**INSTRUCTIONS FOR THE TASK**: Count the lines in the records containing the string "hillside" and report only that number.

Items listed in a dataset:
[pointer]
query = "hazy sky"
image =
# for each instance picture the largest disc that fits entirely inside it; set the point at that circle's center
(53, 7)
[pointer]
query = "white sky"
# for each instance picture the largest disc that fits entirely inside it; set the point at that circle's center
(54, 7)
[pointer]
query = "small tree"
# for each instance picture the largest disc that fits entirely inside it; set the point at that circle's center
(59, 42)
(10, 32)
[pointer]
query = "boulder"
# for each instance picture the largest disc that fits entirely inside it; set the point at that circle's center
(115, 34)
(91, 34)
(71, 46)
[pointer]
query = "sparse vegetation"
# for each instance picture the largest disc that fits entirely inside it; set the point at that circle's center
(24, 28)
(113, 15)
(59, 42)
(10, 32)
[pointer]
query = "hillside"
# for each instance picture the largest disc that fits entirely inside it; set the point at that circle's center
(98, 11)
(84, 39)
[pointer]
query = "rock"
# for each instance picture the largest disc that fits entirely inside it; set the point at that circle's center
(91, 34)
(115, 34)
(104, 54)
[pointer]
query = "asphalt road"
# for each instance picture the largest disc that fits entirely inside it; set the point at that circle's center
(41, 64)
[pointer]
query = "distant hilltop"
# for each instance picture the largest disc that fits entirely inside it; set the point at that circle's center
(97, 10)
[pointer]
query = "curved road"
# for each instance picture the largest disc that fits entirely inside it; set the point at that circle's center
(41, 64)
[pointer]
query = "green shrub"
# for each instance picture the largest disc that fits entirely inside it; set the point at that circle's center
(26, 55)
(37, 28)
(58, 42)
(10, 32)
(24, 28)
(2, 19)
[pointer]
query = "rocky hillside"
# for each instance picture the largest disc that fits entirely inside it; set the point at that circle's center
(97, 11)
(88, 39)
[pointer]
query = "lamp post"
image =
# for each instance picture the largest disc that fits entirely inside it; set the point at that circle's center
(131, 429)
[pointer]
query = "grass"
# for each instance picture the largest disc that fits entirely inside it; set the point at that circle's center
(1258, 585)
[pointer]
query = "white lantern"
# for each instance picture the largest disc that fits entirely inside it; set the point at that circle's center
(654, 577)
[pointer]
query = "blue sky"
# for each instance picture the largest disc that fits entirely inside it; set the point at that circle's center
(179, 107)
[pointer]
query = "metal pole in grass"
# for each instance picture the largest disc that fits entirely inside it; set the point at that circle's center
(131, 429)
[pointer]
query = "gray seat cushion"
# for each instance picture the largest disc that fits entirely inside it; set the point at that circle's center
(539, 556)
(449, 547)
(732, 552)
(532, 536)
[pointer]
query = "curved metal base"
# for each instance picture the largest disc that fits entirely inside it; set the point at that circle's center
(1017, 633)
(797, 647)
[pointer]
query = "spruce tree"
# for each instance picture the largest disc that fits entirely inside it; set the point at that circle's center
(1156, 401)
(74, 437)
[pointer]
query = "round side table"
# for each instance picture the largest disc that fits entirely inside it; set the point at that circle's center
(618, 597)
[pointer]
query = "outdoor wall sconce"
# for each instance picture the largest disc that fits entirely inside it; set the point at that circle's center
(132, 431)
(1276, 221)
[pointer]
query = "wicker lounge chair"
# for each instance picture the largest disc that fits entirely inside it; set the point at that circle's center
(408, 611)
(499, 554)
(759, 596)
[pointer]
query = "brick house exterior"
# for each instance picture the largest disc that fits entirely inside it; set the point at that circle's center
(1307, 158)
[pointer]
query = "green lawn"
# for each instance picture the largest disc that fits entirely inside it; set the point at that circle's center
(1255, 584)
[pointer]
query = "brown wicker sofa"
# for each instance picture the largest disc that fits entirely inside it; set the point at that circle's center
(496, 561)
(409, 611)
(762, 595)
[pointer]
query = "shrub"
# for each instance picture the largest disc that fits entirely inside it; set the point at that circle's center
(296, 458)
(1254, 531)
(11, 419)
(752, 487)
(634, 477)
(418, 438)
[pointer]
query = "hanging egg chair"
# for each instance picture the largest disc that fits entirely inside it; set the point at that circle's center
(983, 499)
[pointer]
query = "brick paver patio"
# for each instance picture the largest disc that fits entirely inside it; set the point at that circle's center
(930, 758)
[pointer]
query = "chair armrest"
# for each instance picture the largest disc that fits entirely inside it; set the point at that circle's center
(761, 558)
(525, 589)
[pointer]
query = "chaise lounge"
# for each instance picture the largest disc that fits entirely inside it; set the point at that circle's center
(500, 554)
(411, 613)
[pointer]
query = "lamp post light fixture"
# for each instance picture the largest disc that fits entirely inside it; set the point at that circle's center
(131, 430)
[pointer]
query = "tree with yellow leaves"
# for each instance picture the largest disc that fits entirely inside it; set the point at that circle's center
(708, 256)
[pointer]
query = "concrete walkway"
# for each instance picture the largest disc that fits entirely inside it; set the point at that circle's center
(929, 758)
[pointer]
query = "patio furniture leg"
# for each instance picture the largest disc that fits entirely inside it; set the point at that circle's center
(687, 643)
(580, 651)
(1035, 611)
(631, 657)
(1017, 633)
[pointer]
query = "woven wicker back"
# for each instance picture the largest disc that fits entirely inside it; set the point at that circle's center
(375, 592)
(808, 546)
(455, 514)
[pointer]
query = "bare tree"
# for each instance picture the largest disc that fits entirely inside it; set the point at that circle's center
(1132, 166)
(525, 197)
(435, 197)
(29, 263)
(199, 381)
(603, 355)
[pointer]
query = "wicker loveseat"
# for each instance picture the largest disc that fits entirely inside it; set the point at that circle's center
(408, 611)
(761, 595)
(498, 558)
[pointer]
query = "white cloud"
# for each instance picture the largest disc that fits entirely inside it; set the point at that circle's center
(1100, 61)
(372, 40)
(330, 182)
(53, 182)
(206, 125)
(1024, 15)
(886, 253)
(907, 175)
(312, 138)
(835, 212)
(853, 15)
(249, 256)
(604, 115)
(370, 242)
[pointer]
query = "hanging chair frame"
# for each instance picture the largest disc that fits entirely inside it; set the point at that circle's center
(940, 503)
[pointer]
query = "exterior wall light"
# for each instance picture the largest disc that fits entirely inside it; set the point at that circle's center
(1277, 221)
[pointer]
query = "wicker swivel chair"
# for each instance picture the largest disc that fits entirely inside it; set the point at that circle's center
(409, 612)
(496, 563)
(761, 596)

**FINISHED ANSWER**: 2